Image object location rows:

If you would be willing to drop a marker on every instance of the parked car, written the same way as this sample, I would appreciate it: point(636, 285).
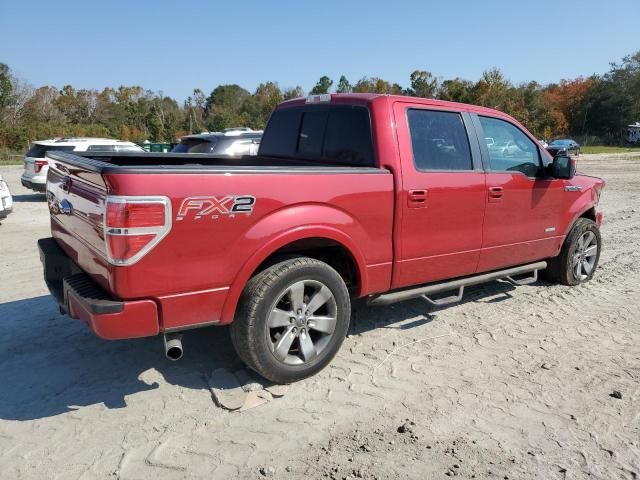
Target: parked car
point(36, 165)
point(564, 144)
point(234, 142)
point(348, 197)
point(6, 200)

◆ **INSTRUCTIONS TO FOLLOW**
Copy the rows above word for word, leaving out the pictures.

◆ **ANSWER TO THE PROBLEM**
If you would be willing to drop a marker on every instance of the parked car, written the same way as this sample, I would appreciate it: point(636, 285).
Target: parked car
point(36, 165)
point(564, 144)
point(234, 142)
point(348, 197)
point(6, 200)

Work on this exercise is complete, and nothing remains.